— begin Document extract —

Students see the query in an editor on the left, results table on the right when they hit Run.

The editor supports:

  • Multiple result sets (run several SELECTs, get several tables)
  • Execution time display
  • "No rows returned" warning for empty queries
  • Multi-line queries with comments

HTML syntax

<code-editor data-language="sql" data-db="netflix.db" data-code="SELECT * FROM tv_show LIMIT 10"></code-editor>

Default LIMIT

Eduskript automatically appends LIMIT 100 to any SELECT that doesn't already have a LIMIT clause — keeps the results table from blowing up if a student runs SELECT * FROM huge_table. Students can override by writing their own LIMIT.


Setting up a database

Use any SQLite tool to create the .db file:

  • DB Browser for SQLite (cross-platform GUI)

— end Document extract —
— begin Data shown —

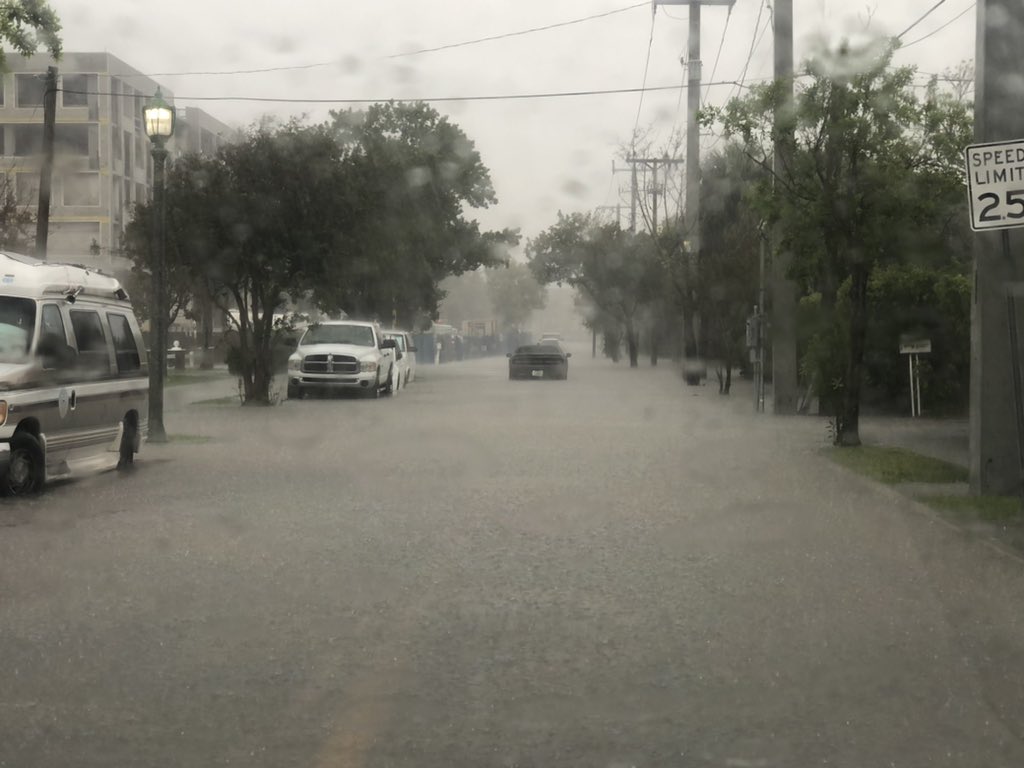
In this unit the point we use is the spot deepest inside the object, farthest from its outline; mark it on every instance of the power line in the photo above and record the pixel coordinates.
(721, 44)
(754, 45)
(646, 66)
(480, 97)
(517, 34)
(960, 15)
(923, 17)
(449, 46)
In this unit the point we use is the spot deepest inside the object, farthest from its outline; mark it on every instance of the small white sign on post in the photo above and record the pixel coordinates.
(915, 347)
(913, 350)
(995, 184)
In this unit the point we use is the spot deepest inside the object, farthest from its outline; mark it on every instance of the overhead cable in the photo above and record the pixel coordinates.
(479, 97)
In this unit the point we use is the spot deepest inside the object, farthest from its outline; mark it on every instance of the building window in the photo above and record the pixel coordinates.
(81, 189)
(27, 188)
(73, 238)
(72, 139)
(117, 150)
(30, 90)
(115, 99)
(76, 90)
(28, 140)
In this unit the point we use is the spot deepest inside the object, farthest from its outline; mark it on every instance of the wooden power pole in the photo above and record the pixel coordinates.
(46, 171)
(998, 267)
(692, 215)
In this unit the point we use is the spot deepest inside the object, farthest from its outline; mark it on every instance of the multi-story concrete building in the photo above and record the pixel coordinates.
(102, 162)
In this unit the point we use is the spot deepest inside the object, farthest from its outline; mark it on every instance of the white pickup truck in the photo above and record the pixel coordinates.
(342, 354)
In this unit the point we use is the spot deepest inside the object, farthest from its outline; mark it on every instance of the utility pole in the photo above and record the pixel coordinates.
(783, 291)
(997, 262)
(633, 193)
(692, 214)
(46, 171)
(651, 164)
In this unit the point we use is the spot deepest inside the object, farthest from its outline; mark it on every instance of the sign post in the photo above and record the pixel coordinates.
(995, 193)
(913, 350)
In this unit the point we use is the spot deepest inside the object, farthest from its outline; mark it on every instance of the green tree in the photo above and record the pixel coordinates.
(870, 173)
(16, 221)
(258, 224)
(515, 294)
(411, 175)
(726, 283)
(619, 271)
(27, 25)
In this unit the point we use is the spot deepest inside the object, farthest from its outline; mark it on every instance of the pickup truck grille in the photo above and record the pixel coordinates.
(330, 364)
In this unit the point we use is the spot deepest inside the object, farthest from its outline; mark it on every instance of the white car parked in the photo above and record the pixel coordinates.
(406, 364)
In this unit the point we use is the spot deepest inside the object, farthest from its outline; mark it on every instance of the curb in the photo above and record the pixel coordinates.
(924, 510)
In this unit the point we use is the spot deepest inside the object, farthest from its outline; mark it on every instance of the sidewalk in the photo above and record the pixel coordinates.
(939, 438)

— end Data shown —

### Exercises
1. Answer these questions using the SQL editor documentation.
(a) On which side of the screen do students see the results table?
(b) What does Eduskript automatically append to a SELECT that has no LIMIT clause?
(c) Which tool is listed as a cross-platform GUI for creating the .db file?
2. Write out the part of the SQL editor documentation starting with "Default LIMIT" and going on through "SQLite (cross-platform GUI)".
3. Write what comes next in the SQL editor documentation, picking up after its last line.
The records play no part in what comes next.

### Answers for this exercise
1.
(a) On the right.
(b) LIMIT 100.
(c) DB Browser for SQLite.

2.
Default LIMIT

Eduskript automatically appends LIMIT 100 to any SELECT that doesn't already have a LIMIT clause — keeps the results table from blowing up if a student runs SELECT * FROM huge_table. Students can override by writing their own LIMIT.


Setting up a database

Use any SQLite tool to create the .db file:

  • DB Browser for SQLite (cross-platform GUI)

3.
  • sqlite3 CLI (command line, ships with macOS / most Linux distros)
  • Python's sqlite3 module (programmatic creation)
  • Export from PostgreSQL/MySQL to SQLite (various tools)

A minimal Python example:

import sqlite3

conn = sqlite3.connect('movies.db')
cursor = conn.cursor()

cursor.execute('''
    CREATE TABLE films (
        id INTEGER PRIMARY KEY,
        title TEXT NOT NULL,
        year INTEGER,
        director TEXT
    )
''')

cursor.executemany('INSERT INTO films (title, year, director) VALUES (?, ?, ?)', [
    ('The Matrix', 1999, 'Wachowskis'),
    ('Inception', 2010, 'Nolan'),
    ('Parasite', 2019, 'Bong'),
])

conn.commit()
conn.close()

Drag the resulting movies.db into your skript's editor → Eduskript shows a drop menu offering "Insert SQL editor" with the right markdown pre-filled.


Schema diagrams (automatic)

For a database file netflix.db, if you also upload netflix-schema.excalidraw.light.svg and netflix-schema.excalidraw.dark.svg, Eduskript shows the schema diagram next to the query editor — automatically picking the right theme variant.

Naming convention: {database-name}-schema.excalidraw.{light|dark}.svg. No extra markup needed; the editor finds the schema by filename.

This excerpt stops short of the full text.